• REQUIREMENT 1:
In the records, from the line holding "Mark the white" through the end of the records, inclusive, swap "grassy vacant lot" for "overgrown empty lot" and give those lines back with nothing else changed.

• PAGE TEXT:
A home equity line of credit (HELOC) is becoming increasingly popular as home values rise. But is getting one a good idea? Usually no, people tend to forget about the housing bubble when many were left upside-down in their loans.
A HELOC does have some sensible uses, like improving the value of your home. It can be a viable option depending on your financial situation and what you plan to use the funds for. But if you use it to make purchases you can’t really afford it’s considered bad debt.
What is a HELOC and How Does It Work?
A home equity line of credit allows you to borrow against the equity in your home. You’ll usually be able to borrow up to 85% of your home’s value. How much you can borrow is contingent on your credit, your debt to income ratio and the financial institution.
Your home is used as collateral so you may lose it to a foreclosure if you fail to make payments.
A HELOC is somewhat similar to a credit card because it is a revolving line of credit. It has two different periods, first the draw period then the repayment period.

Items listed in a dataset
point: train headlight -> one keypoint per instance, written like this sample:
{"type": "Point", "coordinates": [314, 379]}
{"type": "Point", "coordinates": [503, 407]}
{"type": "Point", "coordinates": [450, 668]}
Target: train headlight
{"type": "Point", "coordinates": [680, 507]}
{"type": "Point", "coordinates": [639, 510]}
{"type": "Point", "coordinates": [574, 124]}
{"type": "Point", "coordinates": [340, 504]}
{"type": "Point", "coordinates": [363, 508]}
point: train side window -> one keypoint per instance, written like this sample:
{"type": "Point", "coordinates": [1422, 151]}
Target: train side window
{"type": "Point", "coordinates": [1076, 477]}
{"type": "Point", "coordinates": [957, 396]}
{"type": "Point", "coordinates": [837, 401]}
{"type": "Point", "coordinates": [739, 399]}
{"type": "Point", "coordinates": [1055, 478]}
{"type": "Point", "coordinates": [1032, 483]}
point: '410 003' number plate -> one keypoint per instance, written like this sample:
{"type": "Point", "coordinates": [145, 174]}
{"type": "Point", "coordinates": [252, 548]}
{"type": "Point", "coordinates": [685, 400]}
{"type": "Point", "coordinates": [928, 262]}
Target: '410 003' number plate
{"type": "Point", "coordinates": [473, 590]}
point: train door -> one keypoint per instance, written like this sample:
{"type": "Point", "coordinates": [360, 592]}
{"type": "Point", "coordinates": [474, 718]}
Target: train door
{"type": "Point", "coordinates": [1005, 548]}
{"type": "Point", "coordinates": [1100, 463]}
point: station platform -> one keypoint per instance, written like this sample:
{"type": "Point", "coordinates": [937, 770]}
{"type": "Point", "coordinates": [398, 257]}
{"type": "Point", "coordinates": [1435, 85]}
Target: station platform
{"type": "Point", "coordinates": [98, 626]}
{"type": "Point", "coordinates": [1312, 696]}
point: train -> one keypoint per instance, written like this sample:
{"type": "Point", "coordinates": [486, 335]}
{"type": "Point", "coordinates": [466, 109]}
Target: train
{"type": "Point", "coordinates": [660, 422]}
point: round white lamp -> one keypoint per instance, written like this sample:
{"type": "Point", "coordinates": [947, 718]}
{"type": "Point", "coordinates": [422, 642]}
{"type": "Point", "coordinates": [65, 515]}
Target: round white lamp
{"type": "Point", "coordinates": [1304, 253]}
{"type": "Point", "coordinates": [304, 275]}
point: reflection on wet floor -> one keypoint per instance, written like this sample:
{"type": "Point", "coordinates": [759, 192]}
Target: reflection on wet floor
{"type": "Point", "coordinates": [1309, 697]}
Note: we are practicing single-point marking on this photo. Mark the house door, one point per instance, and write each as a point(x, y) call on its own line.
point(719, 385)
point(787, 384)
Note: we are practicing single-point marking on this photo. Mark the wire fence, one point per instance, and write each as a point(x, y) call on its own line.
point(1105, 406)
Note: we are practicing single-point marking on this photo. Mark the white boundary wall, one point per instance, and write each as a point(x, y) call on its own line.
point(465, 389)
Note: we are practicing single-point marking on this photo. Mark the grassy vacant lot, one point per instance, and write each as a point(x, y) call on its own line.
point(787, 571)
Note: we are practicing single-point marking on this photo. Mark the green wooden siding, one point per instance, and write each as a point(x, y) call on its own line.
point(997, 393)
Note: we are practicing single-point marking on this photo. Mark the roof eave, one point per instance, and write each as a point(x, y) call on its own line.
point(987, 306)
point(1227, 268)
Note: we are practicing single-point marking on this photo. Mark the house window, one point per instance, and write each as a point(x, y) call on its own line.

• REQUIREMENT 2:
According to the HELOC text, up to what share of a home's value can a borrower usually take out?

• RESPONSE 1:
Note: we are practicing single-point marking on this photo. Mark the white boundary wall, one point per instance, and write each as a point(x, y) call on its own line.
point(465, 389)
Note: we are practicing single-point marking on this photo. Mark the overgrown empty lot, one point per instance, and write each as a point(x, y) call on its own line.
point(787, 571)
Note: we are practicing single-point marking on this photo. Mark the green wooden siding, one point per instance, and write each as a point(x, y) call on its own line.
point(997, 393)
Note: we are practicing single-point marking on this photo. Mark the roof eave, one point per instance, and write each as a point(x, y) call on its own line.
point(987, 306)
point(1227, 268)
Note: we are practicing single-point marking on this photo. Mark the house window, one point per instance, and write each as a point(x, y) call on its own line.

• RESPONSE 2:
Up to 85% of the home's value.